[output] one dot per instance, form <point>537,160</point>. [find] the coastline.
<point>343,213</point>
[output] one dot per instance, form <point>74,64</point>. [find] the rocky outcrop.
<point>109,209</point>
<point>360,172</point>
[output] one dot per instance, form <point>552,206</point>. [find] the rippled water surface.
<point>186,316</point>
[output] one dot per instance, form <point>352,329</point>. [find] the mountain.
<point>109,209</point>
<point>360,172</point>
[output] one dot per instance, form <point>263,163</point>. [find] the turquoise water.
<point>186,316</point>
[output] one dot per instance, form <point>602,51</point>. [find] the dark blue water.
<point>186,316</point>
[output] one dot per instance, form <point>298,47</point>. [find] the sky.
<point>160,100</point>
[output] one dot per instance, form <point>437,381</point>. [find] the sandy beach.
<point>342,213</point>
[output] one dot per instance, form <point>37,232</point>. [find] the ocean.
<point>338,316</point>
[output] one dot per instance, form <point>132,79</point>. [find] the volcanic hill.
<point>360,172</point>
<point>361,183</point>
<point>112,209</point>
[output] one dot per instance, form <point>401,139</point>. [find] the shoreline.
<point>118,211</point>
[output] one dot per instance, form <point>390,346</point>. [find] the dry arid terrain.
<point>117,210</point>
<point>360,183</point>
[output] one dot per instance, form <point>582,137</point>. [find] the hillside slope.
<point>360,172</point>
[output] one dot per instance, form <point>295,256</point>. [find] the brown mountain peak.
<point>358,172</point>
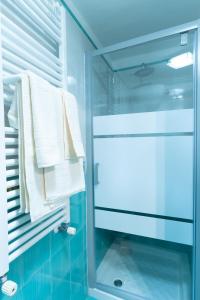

----------

Nothing but the lines from the line containing "[output] one dot per instance, form <point>295,256</point>." through the end of the data, both ends included, is to be reproduced, exactly as written and without the pictures.

[output] one dot per instance, form <point>295,256</point>. [find] the brown mountain peak.
<point>358,172</point>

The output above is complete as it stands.